> _Given exercise_: Reproduce the stretch of the qstat control-character discussion from "I see a problem." through "json format output.", word for word.

> _Source excerpt_:
= = = = = = =
I see a problem. As described, the output values are not invertable. That is, from the qstat output, I cannot be sure what the actual value is. E.g., If I see “a\Ab”, was the actual value “a\01b” (using C notation), or was it “a\\Ab”? Furthermore, allowing the printable control characters through unmodified will mess up the output (e.g. inserting new lines).

Given that we have lost invertability, how about simply replacing all control characters in fields being output with “_”? This also has the advantage of keeping the string length the same.

If people want the original values (e.g., for processing by other programs), they can use the json format output.

Personally, I favor also rejecting or squashing all non-printable characters on input (except in environment variables). They are almost always a mistake. And, when they aren’t a mistake, they are probably evil.

The fix/design was concentrated on those special non-printing characters that
can alter the terminal display like changing colors or highlighting. Thus the
focus was to show the non-printable characters (ASCI 1-32) in an alternate
form except the special 5 control characters mentioned in the design

In terms of being invertable, I didn’t feel it’s that interesting
have to revert back to showing the output with the
translated characters invisible again. The choice of a caret notation,
(i.e. ^) was done to align with what ‘cat -v’ does, instead
of inventing something new.

The control characters (some printable) were left as is because of some constraints.
The (\n) and (\t) were left to show as is, as translating them
would affect many existing tests already in support of PBS. Besides,
the -Fjson option in qstat/pbs_rstat/pbsnodes is already doing the translation,
showing them as \n and \t respectively.

The (\f), (\r), and (\b) continue
to be invisible, since -Fjson qstat/pbs_rstat/pbsnodes option also displays
them translated to \f, \r, and \b respectively.

I feel it’s more obvious if something is shown as:
Account_Name = h^[[1m^[[31md
instead of
Account_Name = h__d

as that even becomes harder to distinguish if it’s the special _ or the real _

We’re also preventing the json format (-Fjson) to display the non-printing
special characters as that also affect terminal output. If you need the raw output, one can create a C code
that calls pbs_statjob(), pbs_statnode()/pbs_statvnode(), pbs_statresv() and the output from there is preserved.
= = = = = = =
> _Records from a data source_:
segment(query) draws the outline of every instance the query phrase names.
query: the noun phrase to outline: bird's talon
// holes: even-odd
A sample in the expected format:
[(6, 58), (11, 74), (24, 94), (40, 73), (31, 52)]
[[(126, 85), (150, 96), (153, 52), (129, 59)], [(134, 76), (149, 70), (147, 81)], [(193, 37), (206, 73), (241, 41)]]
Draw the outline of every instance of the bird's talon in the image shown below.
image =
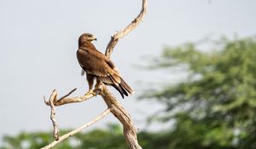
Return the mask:
[(96, 94), (93, 92), (93, 90), (89, 90), (87, 93), (84, 94), (84, 95), (96, 95)]

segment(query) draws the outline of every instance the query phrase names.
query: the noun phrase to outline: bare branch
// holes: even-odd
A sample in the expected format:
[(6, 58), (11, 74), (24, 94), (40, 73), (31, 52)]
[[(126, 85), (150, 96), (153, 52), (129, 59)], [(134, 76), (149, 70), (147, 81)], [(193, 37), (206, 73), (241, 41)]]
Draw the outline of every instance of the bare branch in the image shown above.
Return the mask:
[[(75, 90), (76, 90), (76, 89), (73, 89), (67, 95), (64, 95), (63, 97), (60, 98), (59, 100), (57, 100), (57, 95), (55, 95), (53, 98), (54, 99), (53, 100), (54, 106), (59, 106), (61, 105), (66, 105), (66, 104), (70, 104), (70, 103), (82, 102), (82, 101), (87, 100), (101, 94), (101, 89), (96, 89), (93, 90), (94, 94), (84, 95), (84, 96), (81, 96), (81, 97), (66, 98), (68, 95), (70, 95), (73, 92), (74, 92)], [(49, 97), (49, 99), (51, 99), (51, 98), (52, 98), (52, 95)], [(49, 101), (47, 101), (44, 99), (44, 102), (47, 106), (49, 106)]]
[(50, 95), (50, 99), (49, 99), (49, 106), (50, 106), (50, 119), (54, 127), (54, 138), (55, 140), (59, 140), (59, 129), (58, 129), (58, 125), (55, 120), (55, 106), (53, 104), (54, 100), (56, 98), (57, 96), (57, 91), (55, 89), (54, 89), (54, 91), (52, 92), (51, 95)]
[(148, 9), (148, 2), (147, 0), (143, 0), (143, 7), (140, 14), (130, 23), (125, 29), (122, 31), (117, 32), (113, 36), (111, 37), (111, 39), (108, 44), (108, 47), (106, 49), (105, 55), (107, 57), (110, 57), (110, 54), (112, 54), (113, 48), (117, 44), (117, 43), (124, 37), (126, 34), (131, 32), (133, 29), (135, 29), (138, 24), (142, 21), (143, 18), (144, 17), (146, 12)]
[(110, 112), (110, 111), (111, 111), (110, 108), (105, 110), (101, 115), (95, 117), (92, 121), (83, 124), (82, 126), (79, 127), (78, 129), (60, 136), (58, 140), (55, 140), (55, 141), (51, 142), (50, 144), (49, 144), (48, 146), (42, 147), (41, 149), (49, 149), (49, 148), (55, 146), (56, 144), (61, 142), (63, 140), (74, 135), (75, 134), (80, 132), (82, 129), (86, 129), (86, 128), (90, 127), (90, 125), (92, 125), (93, 123), (102, 119), (104, 117), (106, 117)]
[(111, 112), (122, 123), (124, 135), (131, 149), (142, 149), (137, 138), (137, 129), (135, 128), (132, 119), (127, 111), (122, 106), (114, 95), (107, 89), (105, 85), (102, 89), (102, 96), (111, 108)]

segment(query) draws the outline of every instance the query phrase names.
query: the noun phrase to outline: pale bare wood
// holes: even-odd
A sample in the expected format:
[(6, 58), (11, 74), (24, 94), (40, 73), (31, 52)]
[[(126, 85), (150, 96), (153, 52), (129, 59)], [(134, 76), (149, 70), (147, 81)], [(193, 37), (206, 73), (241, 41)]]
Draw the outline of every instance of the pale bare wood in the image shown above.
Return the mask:
[(95, 117), (92, 121), (86, 123), (84, 124), (83, 124), (82, 126), (79, 127), (78, 129), (70, 131), (69, 133), (67, 133), (59, 137), (58, 140), (54, 140), (53, 142), (51, 142), (50, 144), (47, 145), (44, 147), (42, 147), (41, 149), (49, 149), (52, 148), (53, 146), (55, 146), (55, 145), (57, 145), (58, 143), (61, 142), (62, 140), (64, 140), (65, 139), (74, 135), (75, 134), (80, 132), (81, 130), (90, 127), (90, 125), (92, 125), (93, 123), (98, 122), (99, 120), (102, 119), (104, 117), (106, 117), (108, 113), (110, 113), (111, 109), (107, 109), (105, 110), (102, 114), (100, 114), (99, 116), (97, 116), (96, 117)]
[[(55, 109), (54, 103), (53, 103), (54, 100), (55, 100), (56, 96), (57, 96), (57, 91), (55, 89), (54, 89), (50, 95), (48, 103), (49, 104), (49, 106), (51, 109), (50, 110), (50, 120), (51, 120), (53, 127), (54, 127), (54, 138), (55, 140), (59, 140), (59, 129), (58, 129), (59, 127), (58, 127), (57, 122), (55, 120)], [(44, 101), (45, 101), (45, 98), (44, 98)]]
[[(73, 89), (72, 91), (70, 91), (67, 95), (64, 95), (63, 97), (60, 98), (59, 100), (57, 100), (57, 95), (55, 95), (54, 100), (53, 100), (53, 104), (55, 106), (59, 106), (61, 105), (66, 105), (66, 104), (70, 104), (70, 103), (75, 103), (75, 102), (83, 102), (84, 100), (90, 100), (90, 98), (99, 95), (101, 93), (101, 90), (98, 89), (95, 89), (93, 90), (94, 94), (90, 93), (87, 95), (84, 95), (84, 96), (81, 97), (72, 97), (72, 98), (66, 98), (68, 95), (70, 95), (73, 91), (75, 90)], [(49, 101), (47, 101), (44, 100), (44, 102), (47, 106), (49, 106)]]
[(133, 124), (130, 114), (105, 85), (102, 85), (101, 88), (102, 89), (102, 96), (104, 101), (108, 105), (108, 108), (112, 109), (111, 112), (123, 124), (123, 133), (130, 148), (142, 149), (142, 147), (138, 144), (137, 137), (137, 129)]
[(111, 39), (108, 43), (105, 51), (105, 55), (108, 58), (110, 57), (110, 54), (112, 54), (113, 48), (115, 47), (117, 43), (139, 25), (139, 23), (143, 20), (143, 18), (144, 17), (147, 10), (148, 10), (148, 1), (143, 0), (143, 6), (140, 14), (125, 29), (121, 30), (120, 32), (118, 32), (116, 34), (111, 37)]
= = = = = = =
> _Solution_:
I see a problem. As described, the output values are not invertable. That is, from the qstat output, I cannot be sure what the actual value is. E.g., If I see “a\Ab”, was the actual value “a\01b” (using C notation), or was it “a\\Ab”? Furthermore, allowing the printable control characters through unmodified will mess up the output (e.g. inserting new lines).

Given that we have lost invertability, how about simply replacing all control characters in fields being output with “_”? This also has the advantage of keeping the string length the same.

If people want the original values (e.g., for processing by other programs), they can use the json format output.